» **EXERCISE PROMPT**: Treat the line containing "of the road" as the first line and the final line of the material below as the last; reproduce that range exactly.

[start of INPUT MATERIAL]

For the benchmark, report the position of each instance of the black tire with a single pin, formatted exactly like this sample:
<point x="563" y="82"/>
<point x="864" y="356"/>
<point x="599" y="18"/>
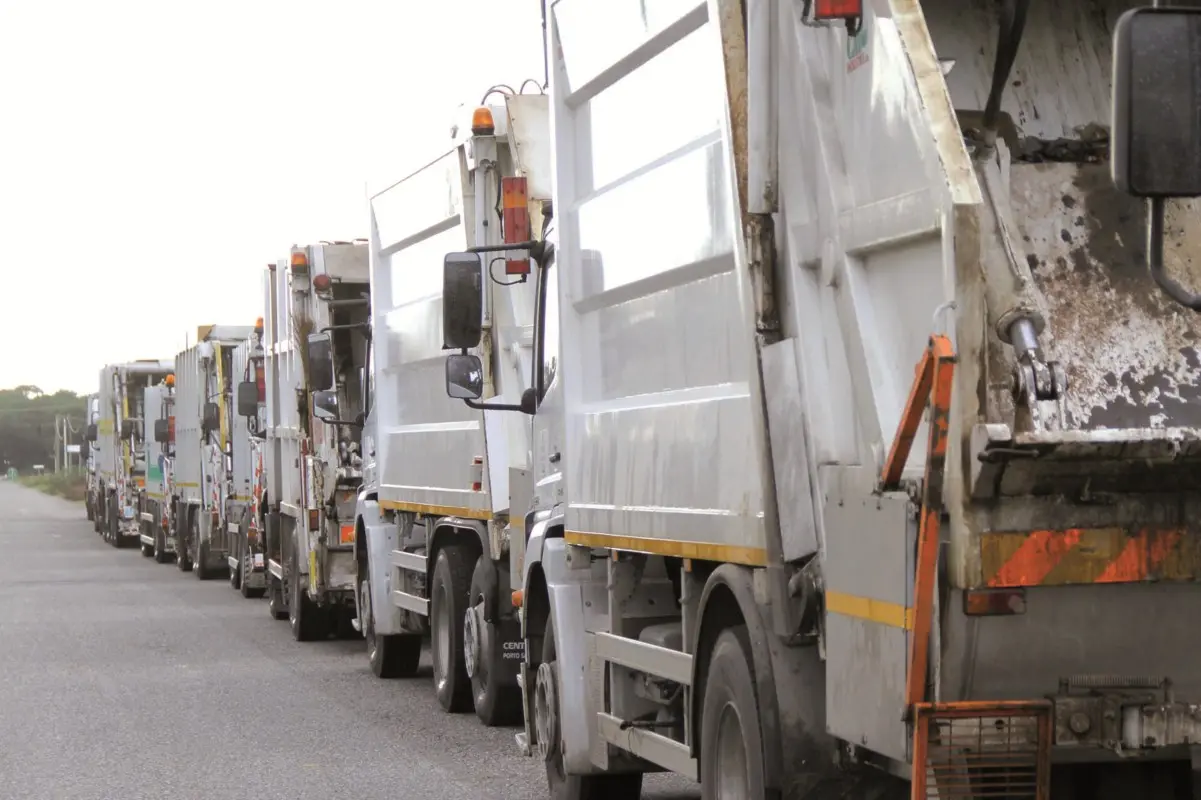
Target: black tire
<point x="183" y="541"/>
<point x="448" y="603"/>
<point x="275" y="606"/>
<point x="309" y="622"/>
<point x="730" y="734"/>
<point x="238" y="547"/>
<point x="160" y="544"/>
<point x="112" y="533"/>
<point x="562" y="786"/>
<point x="203" y="553"/>
<point x="496" y="704"/>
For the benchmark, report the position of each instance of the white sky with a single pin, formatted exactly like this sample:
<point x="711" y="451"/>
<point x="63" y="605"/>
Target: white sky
<point x="155" y="155"/>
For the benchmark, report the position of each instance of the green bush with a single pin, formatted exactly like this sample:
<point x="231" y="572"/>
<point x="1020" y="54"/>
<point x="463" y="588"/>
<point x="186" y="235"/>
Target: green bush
<point x="71" y="485"/>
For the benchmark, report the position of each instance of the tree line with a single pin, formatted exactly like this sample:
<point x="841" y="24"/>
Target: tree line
<point x="27" y="425"/>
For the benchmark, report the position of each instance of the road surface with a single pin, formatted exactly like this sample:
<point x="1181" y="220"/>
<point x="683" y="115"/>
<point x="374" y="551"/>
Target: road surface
<point x="120" y="678"/>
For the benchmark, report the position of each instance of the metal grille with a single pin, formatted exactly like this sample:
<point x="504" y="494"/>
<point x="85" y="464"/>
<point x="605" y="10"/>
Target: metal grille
<point x="981" y="751"/>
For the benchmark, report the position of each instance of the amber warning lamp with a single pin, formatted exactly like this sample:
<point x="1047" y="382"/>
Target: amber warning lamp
<point x="482" y="121"/>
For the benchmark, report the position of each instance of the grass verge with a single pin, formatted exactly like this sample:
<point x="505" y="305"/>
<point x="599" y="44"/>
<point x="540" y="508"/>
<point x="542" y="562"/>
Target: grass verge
<point x="65" y="484"/>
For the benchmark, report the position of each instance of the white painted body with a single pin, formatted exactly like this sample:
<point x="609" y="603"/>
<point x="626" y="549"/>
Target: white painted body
<point x="303" y="469"/>
<point x="694" y="428"/>
<point x="120" y="465"/>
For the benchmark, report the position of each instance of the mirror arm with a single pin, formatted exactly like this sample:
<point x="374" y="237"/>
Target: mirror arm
<point x="1155" y="257"/>
<point x="493" y="406"/>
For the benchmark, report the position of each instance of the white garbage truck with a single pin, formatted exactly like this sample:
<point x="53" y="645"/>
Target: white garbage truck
<point x="120" y="449"/>
<point x="765" y="551"/>
<point x="316" y="334"/>
<point x="156" y="500"/>
<point x="244" y="514"/>
<point x="204" y="449"/>
<point x="435" y="532"/>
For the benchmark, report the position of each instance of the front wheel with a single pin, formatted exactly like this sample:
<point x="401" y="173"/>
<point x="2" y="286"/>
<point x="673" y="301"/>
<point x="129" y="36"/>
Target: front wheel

[end of INPUT MATERIAL]

» **RESPONSE BELOW**:
For the benchmark, report the position of each instance of the road surface with a single pin, formatted exactly like this sample:
<point x="1181" y="220"/>
<point x="683" y="115"/>
<point x="374" y="551"/>
Target: road surface
<point x="120" y="678"/>
For the benchmark, report the position of each instance of the metal grille with a single pin, formatted exactly like this sample:
<point x="504" y="494"/>
<point x="85" y="464"/>
<point x="605" y="10"/>
Target: metal grille
<point x="981" y="751"/>
For the benchmark, report the position of each instance of the amber warning lamp with a single pin, formatted exactly like this sample:
<point x="1047" y="382"/>
Target: amber warning lamp
<point x="482" y="121"/>
For the benchmark, report the position of each instance of the grass verge with a single pin, formatted exactly like this sample:
<point x="505" y="305"/>
<point x="599" y="44"/>
<point x="540" y="508"/>
<point x="542" y="562"/>
Target: grass verge
<point x="65" y="484"/>
For the benchmark, report the position of each instance of the white painted body with a single pin, formatted exactly like this sample:
<point x="609" y="603"/>
<point x="626" y="549"/>
Target: white painted body
<point x="303" y="469"/>
<point x="694" y="428"/>
<point x="120" y="465"/>
For the benchmark, report the position of each instance of the mirror arm with a single pin, formatted exactly like this sample:
<point x="374" y="237"/>
Target: mirror arm
<point x="1155" y="257"/>
<point x="493" y="406"/>
For the benchmark, report the position of each instance of the white garbage truck with a single pin, formatted exactly like this sample:
<point x="53" y="645"/>
Target: white garbage truck
<point x="120" y="449"/>
<point x="765" y="551"/>
<point x="316" y="334"/>
<point x="156" y="500"/>
<point x="244" y="514"/>
<point x="204" y="449"/>
<point x="435" y="532"/>
For the benchmark, report the position of each instance of the front wheel with a single pin, formatted exactly like this sample:
<point x="401" y="173"/>
<point x="2" y="286"/>
<point x="673" y="301"/>
<point x="129" y="36"/>
Target: front wheel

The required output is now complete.